───── Information supplied ─────

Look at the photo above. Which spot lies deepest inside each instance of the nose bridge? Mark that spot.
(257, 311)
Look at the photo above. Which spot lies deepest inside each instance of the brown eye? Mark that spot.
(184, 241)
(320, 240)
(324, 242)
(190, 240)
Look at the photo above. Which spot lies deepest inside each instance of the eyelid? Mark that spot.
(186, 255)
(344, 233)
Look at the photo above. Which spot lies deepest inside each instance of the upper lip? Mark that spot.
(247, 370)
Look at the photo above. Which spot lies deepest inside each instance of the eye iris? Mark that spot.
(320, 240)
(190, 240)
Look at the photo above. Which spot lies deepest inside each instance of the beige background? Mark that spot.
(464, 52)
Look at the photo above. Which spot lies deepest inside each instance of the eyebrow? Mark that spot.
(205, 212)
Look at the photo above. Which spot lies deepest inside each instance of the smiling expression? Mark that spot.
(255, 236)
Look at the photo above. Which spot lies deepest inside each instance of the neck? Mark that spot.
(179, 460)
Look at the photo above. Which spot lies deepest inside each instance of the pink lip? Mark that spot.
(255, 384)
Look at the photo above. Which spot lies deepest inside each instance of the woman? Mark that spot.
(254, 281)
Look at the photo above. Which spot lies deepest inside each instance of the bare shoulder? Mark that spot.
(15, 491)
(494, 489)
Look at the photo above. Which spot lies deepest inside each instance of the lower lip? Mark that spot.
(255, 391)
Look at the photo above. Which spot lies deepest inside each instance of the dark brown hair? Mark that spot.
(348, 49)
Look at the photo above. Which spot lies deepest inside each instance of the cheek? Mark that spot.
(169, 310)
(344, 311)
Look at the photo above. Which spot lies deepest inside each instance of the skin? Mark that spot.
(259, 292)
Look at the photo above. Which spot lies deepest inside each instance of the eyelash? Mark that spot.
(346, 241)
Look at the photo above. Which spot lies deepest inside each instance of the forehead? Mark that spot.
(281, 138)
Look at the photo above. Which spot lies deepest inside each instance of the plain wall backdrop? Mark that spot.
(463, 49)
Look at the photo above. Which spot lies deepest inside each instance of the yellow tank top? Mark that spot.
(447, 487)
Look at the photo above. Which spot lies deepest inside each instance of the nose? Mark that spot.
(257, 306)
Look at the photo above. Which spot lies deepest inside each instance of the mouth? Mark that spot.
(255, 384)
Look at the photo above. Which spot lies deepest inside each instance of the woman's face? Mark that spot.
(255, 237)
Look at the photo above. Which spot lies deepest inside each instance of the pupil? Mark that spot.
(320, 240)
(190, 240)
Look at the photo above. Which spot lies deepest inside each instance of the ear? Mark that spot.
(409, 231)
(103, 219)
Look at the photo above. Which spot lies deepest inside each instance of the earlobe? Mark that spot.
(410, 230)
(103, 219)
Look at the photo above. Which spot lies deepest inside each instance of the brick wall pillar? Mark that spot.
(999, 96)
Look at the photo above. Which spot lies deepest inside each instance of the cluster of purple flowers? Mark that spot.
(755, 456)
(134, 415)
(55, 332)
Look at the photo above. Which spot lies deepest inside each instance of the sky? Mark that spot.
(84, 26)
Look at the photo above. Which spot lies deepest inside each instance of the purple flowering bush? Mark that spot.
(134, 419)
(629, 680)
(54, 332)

─────

> [Required work] Could you copy every item above again, word for word?

> [Answer to this problem]
Look at the photo above. Which spot lies deepest inside each instance of the nose bridge? Mark that spot.
(257, 311)
Look at the photo above. Which spot lies deepest inside each instance of the brown eye? Mark that spot.
(184, 241)
(320, 240)
(324, 242)
(190, 240)
Look at the photo above. Which spot lies deepest inside each instance of the eyelid? Mark that spot.
(186, 255)
(344, 233)
Look at the photo above. Which spot lies deepest inside each instance of the upper lip? Mark that spot.
(247, 370)
Look at the photo above. Which spot lies deepest inside each instance of the eye iris? Mark that spot.
(320, 240)
(190, 240)
Look at the photo above. Which spot lies deepest inside each instance of the beige background? Mark that spot.
(464, 52)
Look at the photo above. Which spot lies deepest inside each instance of the eyebrow? Mark that spot.
(205, 212)
Look at the photo above. Which spot lies deepest inside each instance of the smiling expression? Mark that spot.
(255, 236)
Look at the photo above. Which spot lies deepest inside each instance of the neck? Mark that spot.
(179, 460)
Look at the photo above. Which spot lies deepest inside each instance of the pink lip? Mark that spot.
(255, 384)
Look at the photo above. Which spot lies deepest inside each instance of the woman? Mark that spot.
(254, 281)
Look at the photo above. Which spot lies deepest inside each instance of the bare shoulder? Mark that spot.
(15, 491)
(494, 489)
Look at the photo above. Which spot lies deepest inside each instance of the lower lip? Mark that spot.
(255, 391)
Look at the photo above. Which spot lies deepest inside each instance of the dark brown hair? Mark that spot.
(348, 49)
Look at the photo above. Which spot lies deepest inside each instance of the cheek? Mark that spot.
(169, 310)
(344, 311)
Look at the photo above. Which spot lies deepest inside each instance of the skin? Mark that spot.
(259, 292)
Look at the photo above. Which spot lies deepest inside each instance of the eyelash? Mark that spot.
(346, 241)
Look at the photo above. Which spot lies deepest inside each instance of the forehead? Mark that spot.
(281, 138)
Look at the photo above. Which spot lies deepest inside each instance of the plain wall backdrop? Mark that spot.
(463, 49)
Look at the photo above. Which spot lies deepest inside each instance of the yellow tank top? Mark that spot.
(447, 487)
Look at the photo above. Which spot lies deepest inside each instance of the nose? Mark that spot.
(257, 306)
Look at the photo above. Which spot lies deepest inside each instance of the mouth? Mark that spot.
(255, 384)
Look at the photo above. Which spot lies deepest inside each instance of the woman's face? Mark that spot.
(255, 237)
Look at the photo above. Which spot lies deepest inside each instance of the pupil? Mark that spot.
(320, 240)
(190, 240)
Look at the photo above. Which spot lies deepest inside each instance of the ear? Mark that spot.
(409, 231)
(103, 219)
Look at the photo above. Which spot lies deepest inside each instance of the earlobe? Mark that spot.
(410, 230)
(103, 219)
Look at the photo above. Which spot lies deepest inside each instance of the brick wall pillar? Mark that spot.
(999, 96)
Look at the photo above. Which spot lies deepest inside each instance of the cluster of purple flowers? Mark that spot.
(755, 456)
(134, 415)
(55, 332)
Look at the photo above. Which spot lies deepest inside each instance of the sky? Mark that spot.
(84, 26)
Look at the photo above. Which spot lies deepest inside each instance of the purple flowering bush? Mark that spot.
(134, 419)
(629, 680)
(54, 332)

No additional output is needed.